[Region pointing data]
================================

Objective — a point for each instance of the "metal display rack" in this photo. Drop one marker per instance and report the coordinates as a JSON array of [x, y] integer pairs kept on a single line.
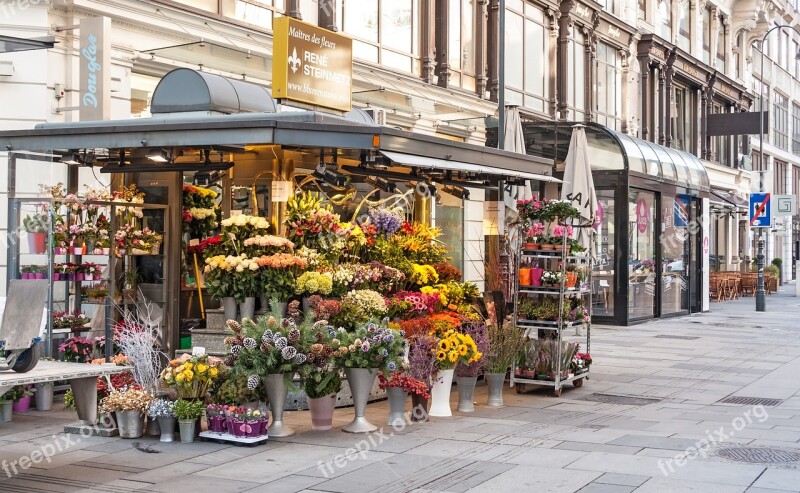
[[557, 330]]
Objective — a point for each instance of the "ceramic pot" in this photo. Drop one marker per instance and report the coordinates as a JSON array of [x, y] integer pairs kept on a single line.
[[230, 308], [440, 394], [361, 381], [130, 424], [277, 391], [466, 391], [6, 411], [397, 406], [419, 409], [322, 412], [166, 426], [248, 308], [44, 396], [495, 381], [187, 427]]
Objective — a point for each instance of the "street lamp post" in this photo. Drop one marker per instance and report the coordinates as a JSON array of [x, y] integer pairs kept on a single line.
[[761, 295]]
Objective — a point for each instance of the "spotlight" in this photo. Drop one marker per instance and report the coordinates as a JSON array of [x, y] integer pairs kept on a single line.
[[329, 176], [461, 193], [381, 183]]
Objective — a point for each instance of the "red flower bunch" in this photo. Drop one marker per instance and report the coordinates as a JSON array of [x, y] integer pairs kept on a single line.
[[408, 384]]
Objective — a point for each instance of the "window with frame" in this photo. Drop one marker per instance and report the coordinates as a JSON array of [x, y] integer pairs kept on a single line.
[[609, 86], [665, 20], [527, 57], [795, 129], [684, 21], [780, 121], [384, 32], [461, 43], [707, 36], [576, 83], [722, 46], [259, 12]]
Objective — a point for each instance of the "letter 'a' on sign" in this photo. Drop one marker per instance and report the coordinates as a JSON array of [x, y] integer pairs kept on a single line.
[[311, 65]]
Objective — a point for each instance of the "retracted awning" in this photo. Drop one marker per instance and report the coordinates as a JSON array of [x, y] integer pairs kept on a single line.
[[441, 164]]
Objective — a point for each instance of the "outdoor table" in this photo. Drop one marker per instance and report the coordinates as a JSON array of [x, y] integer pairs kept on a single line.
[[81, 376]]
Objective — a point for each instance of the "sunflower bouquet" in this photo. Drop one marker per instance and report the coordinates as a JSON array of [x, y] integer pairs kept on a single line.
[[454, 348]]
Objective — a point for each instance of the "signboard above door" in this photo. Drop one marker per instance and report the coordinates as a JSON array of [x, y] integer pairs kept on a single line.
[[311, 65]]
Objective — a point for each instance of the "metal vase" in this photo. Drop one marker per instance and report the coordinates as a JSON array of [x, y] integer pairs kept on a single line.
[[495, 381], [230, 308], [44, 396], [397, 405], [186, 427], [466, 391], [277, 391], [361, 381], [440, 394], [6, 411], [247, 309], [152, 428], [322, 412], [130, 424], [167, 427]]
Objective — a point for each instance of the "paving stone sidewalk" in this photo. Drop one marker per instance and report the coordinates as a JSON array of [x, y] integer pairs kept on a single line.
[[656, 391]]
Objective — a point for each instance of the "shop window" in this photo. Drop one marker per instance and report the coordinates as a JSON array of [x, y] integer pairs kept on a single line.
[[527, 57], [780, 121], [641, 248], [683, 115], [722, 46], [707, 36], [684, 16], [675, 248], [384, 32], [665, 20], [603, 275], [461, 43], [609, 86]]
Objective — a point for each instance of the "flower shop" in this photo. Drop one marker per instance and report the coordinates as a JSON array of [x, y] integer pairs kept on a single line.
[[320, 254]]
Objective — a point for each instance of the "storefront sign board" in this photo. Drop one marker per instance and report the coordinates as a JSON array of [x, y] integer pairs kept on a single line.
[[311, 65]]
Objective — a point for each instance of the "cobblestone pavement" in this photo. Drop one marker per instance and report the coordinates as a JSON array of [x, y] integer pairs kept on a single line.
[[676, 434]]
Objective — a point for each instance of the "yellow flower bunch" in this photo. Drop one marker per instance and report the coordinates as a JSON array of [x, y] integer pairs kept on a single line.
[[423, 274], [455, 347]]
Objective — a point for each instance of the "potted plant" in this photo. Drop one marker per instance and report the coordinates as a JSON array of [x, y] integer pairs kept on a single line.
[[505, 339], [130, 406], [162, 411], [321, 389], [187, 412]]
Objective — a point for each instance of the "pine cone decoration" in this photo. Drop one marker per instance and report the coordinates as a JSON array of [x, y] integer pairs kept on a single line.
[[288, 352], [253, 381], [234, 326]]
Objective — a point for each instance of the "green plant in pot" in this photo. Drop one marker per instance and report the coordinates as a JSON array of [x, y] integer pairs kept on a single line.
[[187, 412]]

================================

§ YOUR TASK:
Could you repeat every record exactly as written, with the pictures left out?

§ YOUR SOLUTION:
Objective — a point for each instance of the "metal display rack" in this photo. Drop one marker per instance and report the coordinates as a JSON array of [x, y] integer pairs kept on a single line.
[[557, 330]]
Objective — a point for each instance of the "ceramic pot" in this photo. Drop one marker per instance and report the coordinates as a JSON array of [x, y] integer pairs kept on a single line.
[[230, 308], [440, 394], [361, 381], [130, 424], [277, 391], [466, 391], [6, 411], [397, 406], [419, 409], [322, 412], [166, 426], [248, 308], [44, 396], [495, 381], [187, 427]]
Objective — a point for each instance of the "street lamp post" in this photo. Drop one marker per instance and report the coordinates as a JSON array of [x, y] integer pairs kept on a single line.
[[761, 295]]
Objective — a point for each instance of the "spotlight" in this photo. Drop one marker per instance and report the coordinates as a JSON array of [x, y] integer pairs kept on a single line.
[[329, 176], [461, 193], [381, 183]]
Objective — a point for each instance of the "red flower bunch" in this photo. Drop one marker per instance and report the coordinates as a JSON array of [x, y] integer pairs kept on a single line.
[[408, 384]]
Objective — a point for each instance of the "window with frame" in this photo. Drop one marker per instance and report the coordinates as a JSON array of [x, y] integer pairs kept on a single line.
[[609, 86], [665, 20], [527, 57], [795, 129], [684, 21], [780, 121], [384, 32], [461, 43], [707, 36], [576, 83], [722, 46], [259, 12]]
Objective — a point for each instance of the "letter 'a' on sign" in this photo. Drop one marker per instance and report the coordinates as a JSON array of [x, y] integer pairs kept on a single line.
[[311, 65]]
Objective — a point for each instance of the "retracted awning" in this photo. Drop one marker per instance and report the coordinates as a JSON array of [x, y] integer pairs kept on a single line.
[[441, 164]]
Objective — a point for each instance of the "outdoor table" in this photo. Drop one marker per instance and report the coordinates as a JSON array of [x, y] integer pairs kept on a single line.
[[81, 376]]
Objective — a point for each instance of the "sunflower bouquet" in this photo. Drop one marker per instance and report the coordinates as a JSON array of [x, y] integer pairs kept on a single line.
[[454, 348]]
Objective — a point for each instance of the "signboard above door" in this photo. Drop one marker per instance and report the coordinates as a JSON array of [x, y] integer pairs kept on a single line.
[[311, 65]]
Objective — a point for each instance of the "metal vase" in this photo. Drop one marker per instance and report the coordinates as a JSON array of [x, y] integer pairs kept on a single line.
[[495, 381], [230, 308], [44, 396], [397, 405], [186, 427], [466, 391], [277, 391], [361, 381], [440, 394], [6, 411], [247, 309], [152, 428], [322, 412], [130, 424], [167, 427]]
Objective — a point for each instance of the "paving stone sidewalk" in this photo. Drop one marker per instance and report the coordinates as a JSON array of [x, y] integer pairs kept on a single line.
[[656, 391]]
Objective — a point for each instance of the "shop window" in this photo. Drop one marker per instance and report the coordinates as a JSON array of [x, y] integer pairs kept on a single line.
[[527, 57], [780, 121], [641, 248], [683, 115], [722, 46], [707, 36], [684, 16], [675, 248], [384, 32], [665, 20], [603, 275], [461, 43], [609, 86]]
Objective — a point for each instance of the "flower shop" in this photo. Drop one marker per instance and report the coordinates as a JSON array of [x, y] integer pairs kept on a single line.
[[320, 254]]
Objective — a point for each instance of the "storefront sign board" in this photo. Drop one marker per instance and report the coordinates as a JSON array of [x, y] integer pairs kept on a single line.
[[311, 65]]
Objective — a point for each instance of the "cobblestone pavement" in this photo. Drop one marker per instance and report the coordinates as a JSON array of [x, y] integer pairs kept on a single line.
[[676, 434]]
Objective — a point for each instance of the "yellow flower bunch" in this photo. Drop one marker per instance and report the coordinates as a JSON array of [x, y] integer pairs kept on a single line.
[[423, 274], [455, 347]]
Objective — a point for each instance of the "potted plant" in this photo. Drop one marker per instance and report the coordinates as a JSON array of [x, y] integer pairs kept on a single line.
[[505, 339], [130, 406], [162, 411], [321, 389], [187, 412]]
Objective — a point for each instance of the "pine cone decoration" in this photo. Drop one marker per instance and report the coordinates as a JSON array of [x, y] integer pairs kept on a single line.
[[288, 352], [253, 381], [234, 326]]
Objective — a point for each instance of the "green plant in pot" in this photo. Drop one marker per instance and report the coordinates as a JSON array of [x, y] integer pairs kept on a single line.
[[187, 412]]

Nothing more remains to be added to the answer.